Written task: Please extend the text below on the ILO Human Resources Development Convention, picking up right after its last sentence.

C142 Convention concerning Vocational Guidance
and Vocational Training in the Development of Human Resources, 1975 (Note: Date
of coming into force: 19:07:1977.)
Convention: C142
Place: Geneva
Session of the Conference:60
Date of adoption:23:06:1975 See the ratifications for this Convention
The General Conference of the International Labour Organisation,
Having been convened at Geneva by the Governing Body of the International Labour
Office, and having met in its Sixtieth Session on 4 June 1970, and
Having decided upon the adoption of certain proposals with regard to human resources
development: vocational guidance and vocational training, which is the sixth item on the
agenda of the session, and
Having determined that these proposals shall take the form of an international
Convention,
adopts the twenty-third day of June of the year one thousand nine hundred and
seventy-five, the following Convention, which may be cited as the Human Resources
Development Convention, 1975:
Article 1
Each Member shall adopt and develop comprehensive and co-ordinated policies and
programmes of vocational guidance and vocational training, closely linked with employment,
in particular through public employment services.

Stored records:
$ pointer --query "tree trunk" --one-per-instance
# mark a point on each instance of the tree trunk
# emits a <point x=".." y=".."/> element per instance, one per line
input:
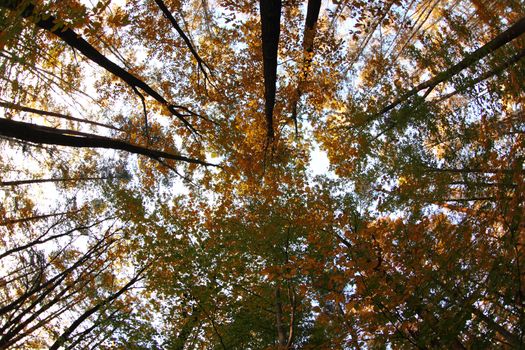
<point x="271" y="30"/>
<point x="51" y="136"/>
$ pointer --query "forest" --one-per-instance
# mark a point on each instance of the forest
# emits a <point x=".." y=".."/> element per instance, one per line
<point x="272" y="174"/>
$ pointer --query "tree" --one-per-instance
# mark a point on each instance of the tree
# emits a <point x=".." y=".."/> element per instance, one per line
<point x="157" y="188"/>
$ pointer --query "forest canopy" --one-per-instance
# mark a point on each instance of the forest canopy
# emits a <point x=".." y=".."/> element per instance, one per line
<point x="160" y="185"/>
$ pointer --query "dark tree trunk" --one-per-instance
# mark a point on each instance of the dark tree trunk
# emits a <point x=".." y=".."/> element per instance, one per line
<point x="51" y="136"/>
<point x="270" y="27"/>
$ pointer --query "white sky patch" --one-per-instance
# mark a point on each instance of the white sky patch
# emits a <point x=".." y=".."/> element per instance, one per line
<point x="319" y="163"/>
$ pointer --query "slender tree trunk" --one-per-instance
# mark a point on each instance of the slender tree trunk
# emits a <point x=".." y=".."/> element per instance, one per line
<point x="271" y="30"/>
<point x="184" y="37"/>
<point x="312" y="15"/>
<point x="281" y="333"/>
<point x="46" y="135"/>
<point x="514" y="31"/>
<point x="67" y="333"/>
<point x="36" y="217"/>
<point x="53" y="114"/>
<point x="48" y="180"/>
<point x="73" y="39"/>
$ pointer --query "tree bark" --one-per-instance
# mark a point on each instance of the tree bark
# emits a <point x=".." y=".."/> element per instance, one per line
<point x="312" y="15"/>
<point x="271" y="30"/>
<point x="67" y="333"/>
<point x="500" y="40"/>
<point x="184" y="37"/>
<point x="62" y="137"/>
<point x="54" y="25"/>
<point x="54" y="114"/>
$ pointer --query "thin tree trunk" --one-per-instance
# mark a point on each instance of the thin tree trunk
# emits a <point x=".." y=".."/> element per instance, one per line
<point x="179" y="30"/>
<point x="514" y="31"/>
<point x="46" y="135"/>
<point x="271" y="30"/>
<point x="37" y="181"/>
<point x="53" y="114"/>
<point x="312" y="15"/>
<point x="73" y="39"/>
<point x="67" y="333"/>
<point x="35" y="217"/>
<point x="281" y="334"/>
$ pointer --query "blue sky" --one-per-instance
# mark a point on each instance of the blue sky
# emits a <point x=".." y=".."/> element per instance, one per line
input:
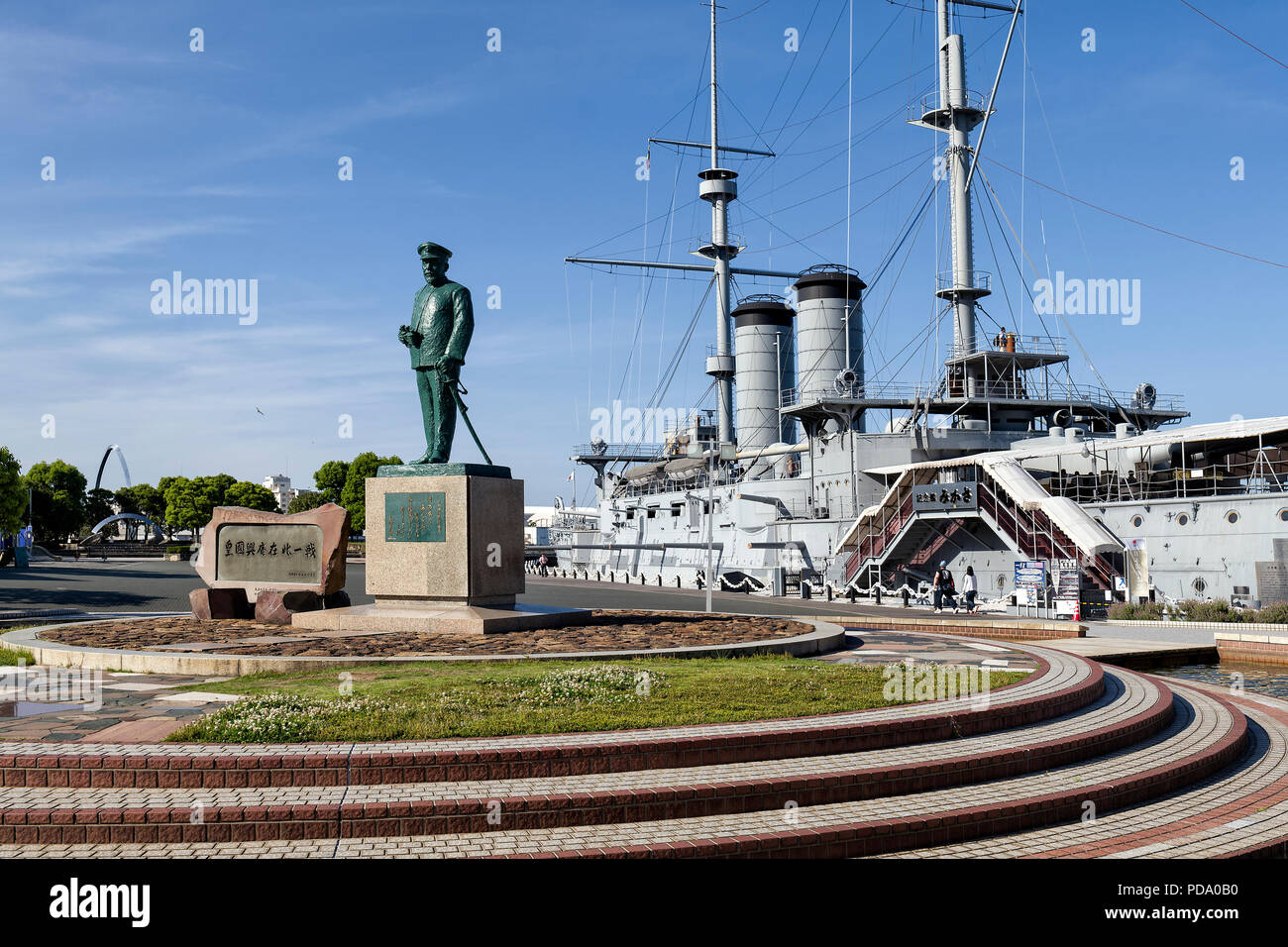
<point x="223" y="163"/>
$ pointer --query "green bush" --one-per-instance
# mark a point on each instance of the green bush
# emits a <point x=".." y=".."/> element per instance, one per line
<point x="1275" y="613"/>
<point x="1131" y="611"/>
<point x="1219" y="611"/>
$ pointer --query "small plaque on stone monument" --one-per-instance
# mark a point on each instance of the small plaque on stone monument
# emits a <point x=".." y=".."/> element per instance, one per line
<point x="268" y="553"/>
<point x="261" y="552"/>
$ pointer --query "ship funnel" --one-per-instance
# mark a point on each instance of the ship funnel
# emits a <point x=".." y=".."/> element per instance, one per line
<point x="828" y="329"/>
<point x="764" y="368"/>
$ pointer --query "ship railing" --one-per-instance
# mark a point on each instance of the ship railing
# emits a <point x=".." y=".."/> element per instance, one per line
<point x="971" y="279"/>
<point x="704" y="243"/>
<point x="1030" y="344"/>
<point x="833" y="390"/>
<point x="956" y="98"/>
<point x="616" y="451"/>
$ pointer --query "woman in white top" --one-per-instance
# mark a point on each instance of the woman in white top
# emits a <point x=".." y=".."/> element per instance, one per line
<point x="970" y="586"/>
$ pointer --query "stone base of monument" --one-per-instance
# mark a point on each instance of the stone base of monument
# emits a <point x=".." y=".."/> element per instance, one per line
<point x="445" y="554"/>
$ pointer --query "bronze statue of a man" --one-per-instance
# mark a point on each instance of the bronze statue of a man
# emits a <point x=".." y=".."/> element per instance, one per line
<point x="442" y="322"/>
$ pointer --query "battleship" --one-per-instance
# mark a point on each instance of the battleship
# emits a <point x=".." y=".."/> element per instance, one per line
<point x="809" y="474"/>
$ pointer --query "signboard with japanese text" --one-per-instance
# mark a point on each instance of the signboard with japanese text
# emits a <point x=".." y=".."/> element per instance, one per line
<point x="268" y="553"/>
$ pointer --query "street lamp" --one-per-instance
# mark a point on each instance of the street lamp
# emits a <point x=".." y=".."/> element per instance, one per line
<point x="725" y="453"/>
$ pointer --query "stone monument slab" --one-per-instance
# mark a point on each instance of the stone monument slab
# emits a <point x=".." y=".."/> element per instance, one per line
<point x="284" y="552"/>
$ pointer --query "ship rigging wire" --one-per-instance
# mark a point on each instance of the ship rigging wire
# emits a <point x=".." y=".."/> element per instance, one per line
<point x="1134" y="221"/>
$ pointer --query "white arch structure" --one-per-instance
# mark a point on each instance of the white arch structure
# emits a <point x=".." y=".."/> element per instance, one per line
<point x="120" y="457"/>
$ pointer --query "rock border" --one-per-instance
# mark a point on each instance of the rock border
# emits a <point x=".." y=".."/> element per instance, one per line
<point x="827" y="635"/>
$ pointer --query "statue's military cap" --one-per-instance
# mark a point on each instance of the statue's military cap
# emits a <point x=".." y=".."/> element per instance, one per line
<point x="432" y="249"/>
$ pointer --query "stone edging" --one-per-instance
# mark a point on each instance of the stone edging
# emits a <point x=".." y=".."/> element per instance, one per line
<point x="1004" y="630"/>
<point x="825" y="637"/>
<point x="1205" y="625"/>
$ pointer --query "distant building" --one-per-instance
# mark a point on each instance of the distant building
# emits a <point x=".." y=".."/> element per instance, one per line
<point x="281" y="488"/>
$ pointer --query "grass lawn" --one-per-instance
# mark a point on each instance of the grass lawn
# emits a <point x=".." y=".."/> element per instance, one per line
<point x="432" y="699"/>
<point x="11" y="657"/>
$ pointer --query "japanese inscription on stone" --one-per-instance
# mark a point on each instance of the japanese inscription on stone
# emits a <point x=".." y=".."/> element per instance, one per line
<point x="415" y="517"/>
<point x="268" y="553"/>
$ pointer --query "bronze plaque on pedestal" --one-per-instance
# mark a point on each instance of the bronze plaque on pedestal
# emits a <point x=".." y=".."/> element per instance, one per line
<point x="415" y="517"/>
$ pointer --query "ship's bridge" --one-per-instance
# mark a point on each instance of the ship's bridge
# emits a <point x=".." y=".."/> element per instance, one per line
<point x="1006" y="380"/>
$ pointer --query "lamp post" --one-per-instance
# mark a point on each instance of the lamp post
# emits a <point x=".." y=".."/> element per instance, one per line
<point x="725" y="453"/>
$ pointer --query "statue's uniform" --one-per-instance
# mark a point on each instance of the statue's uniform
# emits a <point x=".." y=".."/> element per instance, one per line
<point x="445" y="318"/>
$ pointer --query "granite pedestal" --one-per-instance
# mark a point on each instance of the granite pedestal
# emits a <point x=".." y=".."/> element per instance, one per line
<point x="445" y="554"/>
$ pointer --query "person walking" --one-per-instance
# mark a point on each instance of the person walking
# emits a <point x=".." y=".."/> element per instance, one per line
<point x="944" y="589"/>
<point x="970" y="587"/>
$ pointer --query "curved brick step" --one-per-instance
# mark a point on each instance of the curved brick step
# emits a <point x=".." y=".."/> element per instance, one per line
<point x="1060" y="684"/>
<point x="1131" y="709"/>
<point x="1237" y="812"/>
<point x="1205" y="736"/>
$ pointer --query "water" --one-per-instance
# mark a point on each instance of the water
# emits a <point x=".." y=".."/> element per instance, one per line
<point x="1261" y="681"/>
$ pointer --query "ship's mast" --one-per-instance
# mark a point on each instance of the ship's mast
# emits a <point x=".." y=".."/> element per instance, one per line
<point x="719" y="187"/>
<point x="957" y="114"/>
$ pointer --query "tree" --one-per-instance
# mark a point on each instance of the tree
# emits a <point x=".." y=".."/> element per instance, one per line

In response:
These policies and programmes shall take due account of
:
employment needs, opportunities and problems, both regional and national;
the stage and level of economic, social and cultural development; and
the mutual relationships between human resources development and other economic,
social and cultural objectives.
The policies and programmes shall be pursued by methods that are appropriate to
national conditions.
The policies and programmes shall be designed to improve the ability of the
individual to understand and, individually or collectively, to influence the working and
social environment.
The policies and programmes shall encourage and enable all persons, on an equal
basis and without any discrimination whatsoever, to develop and use their capabilities for
work in their own best interests and in accordance with their own aspirations, account
being taken of the needs of society.
Article 2
With the above ends in view, each Member shall establish and develop open, flexible and
complementary systems of general, technical and vocational education, educational and
vocational guidance and vocational training, whether these activities take place within
the system of formal education or outside it.
Article 3
Each Member shall gradually extend its systems of vocational guidance, including
continuing employment information, with a view to ensuring that comprehensive information
and the broadest possible guidance are available to all children, young persons and
adults, including appropriate programmes for all handicapped and disabled persons.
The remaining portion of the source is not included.